▶ [DOCUMENT SECTION]:
- - - -
Digestive System Home > Cirrhosis Complications
There are a number of complications that can occur with cirrhosis. For example, people with cirrhosis can develop diabetes, since cirrhosis causes resistance to insulin. Also, some people who have cirrhosis develop hepatocellular carcinoma, a type of liver cancer that has a high mortality rate. Cirrhosis can cause complications in a number of other organs. A few of these cirrhosis complications include impotence, kidney problems, and osteoporosis.
An Overview of Cirrhosis ComplicationsLoss of liver function affects the body in many ways. Following are some common problems, or complications, caused by cirrhosis.
- Edema and ascites
- Bruising and bleeding
- Spontaneous bacterial peritonitis
- Toxins in the blood or brain
- Sensitivity to medication
- High blood pressure within the liver (portal hypertension)
- - - -
▶ [DATASET EXCERPTS]:
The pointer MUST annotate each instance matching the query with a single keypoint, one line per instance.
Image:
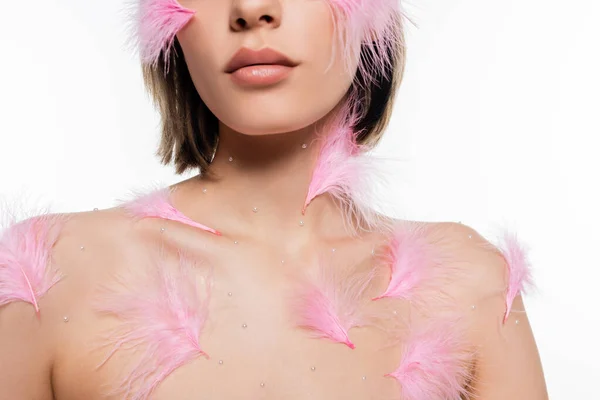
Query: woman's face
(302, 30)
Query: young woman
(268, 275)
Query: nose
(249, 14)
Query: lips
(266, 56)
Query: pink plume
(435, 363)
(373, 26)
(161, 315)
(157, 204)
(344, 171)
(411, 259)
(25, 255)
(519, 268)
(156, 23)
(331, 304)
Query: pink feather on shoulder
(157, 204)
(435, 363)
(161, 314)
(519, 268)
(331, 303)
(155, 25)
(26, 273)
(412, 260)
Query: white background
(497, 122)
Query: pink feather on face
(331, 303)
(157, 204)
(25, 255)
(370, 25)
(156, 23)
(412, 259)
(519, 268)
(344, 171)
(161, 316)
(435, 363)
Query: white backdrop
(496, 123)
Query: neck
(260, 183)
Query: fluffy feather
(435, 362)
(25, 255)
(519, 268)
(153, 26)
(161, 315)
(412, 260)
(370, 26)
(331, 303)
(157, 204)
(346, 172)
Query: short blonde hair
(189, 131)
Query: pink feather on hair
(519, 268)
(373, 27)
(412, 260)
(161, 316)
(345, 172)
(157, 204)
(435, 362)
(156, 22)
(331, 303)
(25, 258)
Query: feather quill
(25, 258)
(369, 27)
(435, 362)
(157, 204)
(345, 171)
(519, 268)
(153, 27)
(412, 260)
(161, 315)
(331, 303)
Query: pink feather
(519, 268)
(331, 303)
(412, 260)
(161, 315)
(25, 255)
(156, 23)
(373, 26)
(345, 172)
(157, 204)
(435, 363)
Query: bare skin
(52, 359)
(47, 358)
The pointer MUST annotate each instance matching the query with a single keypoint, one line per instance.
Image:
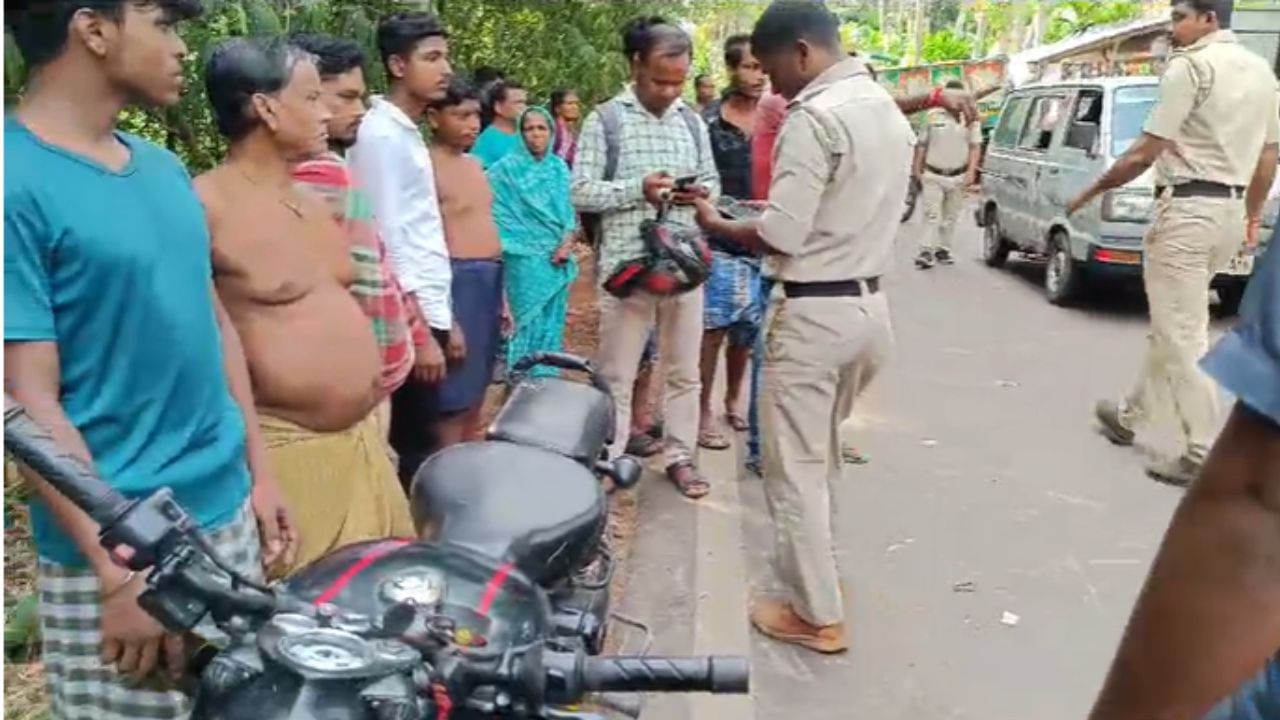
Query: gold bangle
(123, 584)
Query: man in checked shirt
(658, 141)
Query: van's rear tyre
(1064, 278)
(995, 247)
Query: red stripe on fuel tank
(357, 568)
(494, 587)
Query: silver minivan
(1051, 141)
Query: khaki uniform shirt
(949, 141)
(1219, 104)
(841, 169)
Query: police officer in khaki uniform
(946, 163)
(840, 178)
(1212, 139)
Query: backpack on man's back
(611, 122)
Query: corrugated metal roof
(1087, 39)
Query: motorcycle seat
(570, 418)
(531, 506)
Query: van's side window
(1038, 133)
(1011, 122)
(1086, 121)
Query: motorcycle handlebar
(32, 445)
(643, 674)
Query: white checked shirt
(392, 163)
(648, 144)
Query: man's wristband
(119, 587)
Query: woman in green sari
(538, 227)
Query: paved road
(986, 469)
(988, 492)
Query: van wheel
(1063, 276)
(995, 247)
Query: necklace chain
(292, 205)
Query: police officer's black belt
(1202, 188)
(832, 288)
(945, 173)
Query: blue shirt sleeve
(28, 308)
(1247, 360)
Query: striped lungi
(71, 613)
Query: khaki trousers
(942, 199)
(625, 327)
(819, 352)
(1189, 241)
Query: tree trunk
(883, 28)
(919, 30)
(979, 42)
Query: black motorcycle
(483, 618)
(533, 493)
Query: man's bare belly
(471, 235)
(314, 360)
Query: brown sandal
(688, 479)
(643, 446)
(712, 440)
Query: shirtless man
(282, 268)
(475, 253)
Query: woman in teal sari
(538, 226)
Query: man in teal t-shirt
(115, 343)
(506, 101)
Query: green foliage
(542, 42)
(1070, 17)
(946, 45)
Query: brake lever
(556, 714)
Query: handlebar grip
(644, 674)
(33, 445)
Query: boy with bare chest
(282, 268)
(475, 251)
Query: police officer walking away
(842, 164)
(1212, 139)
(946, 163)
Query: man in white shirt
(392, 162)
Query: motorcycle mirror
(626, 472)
- - - -
▶ [WHAT THIS EXERCISE ASKS]:
**1.** Summarize the cirrhosis complications text in two sentences.
**2.** Please write the next part of the cirrhosis complications text, picking up after its final line.
The listing was taken from a separate source and has no connection to the text about cirrhosis complications.

▶ [EXPECTED RESULTS]:
**1.** Cirrhosis can lead to many complications, including diabetes from insulin resistance, hepatocellular carcinoma, and problems in other organs such as impotence, kidney problems, and osteoporosis. Because loss of liver function affects the body in many ways, common complications also include edema and ascites, bruising and bleeding, spontaneous bacterial peritonitis, toxins in the blood or brain, sensitivity to medication, and portal hypertension.

**2.**
- Bleeding in the stomach and esophagus (known as varices)
- Liver cancer
- Problems in other organs.
Edema and Ascites
When the liver loses its ability to make the protein albumin, bloating or swelling may occur as fluid builds up in the abdomen or legs. Fluid build-up in the abdomen is called ascites. When fluid builds up in the legs, it is called edema.
Bruising and Bleeding
When the liver slows or stops production of the proteins needed for blood clotting, a person will bruise or bleed easily. For example, a person may experience frequent nosebleeds. The palms of the hands may be reddish and blotchy with palmar erythema.
Spontaneous Bacterial Peritonitis
People with ascites and cirrhosis may develop acute bacterial peritonitis. Spontaneous bacterial peritonitis is an infection of the ascetic fluid that builds up within the abdomen. It occurs for no apparent reason and without warning, which is why it is called spontaneous.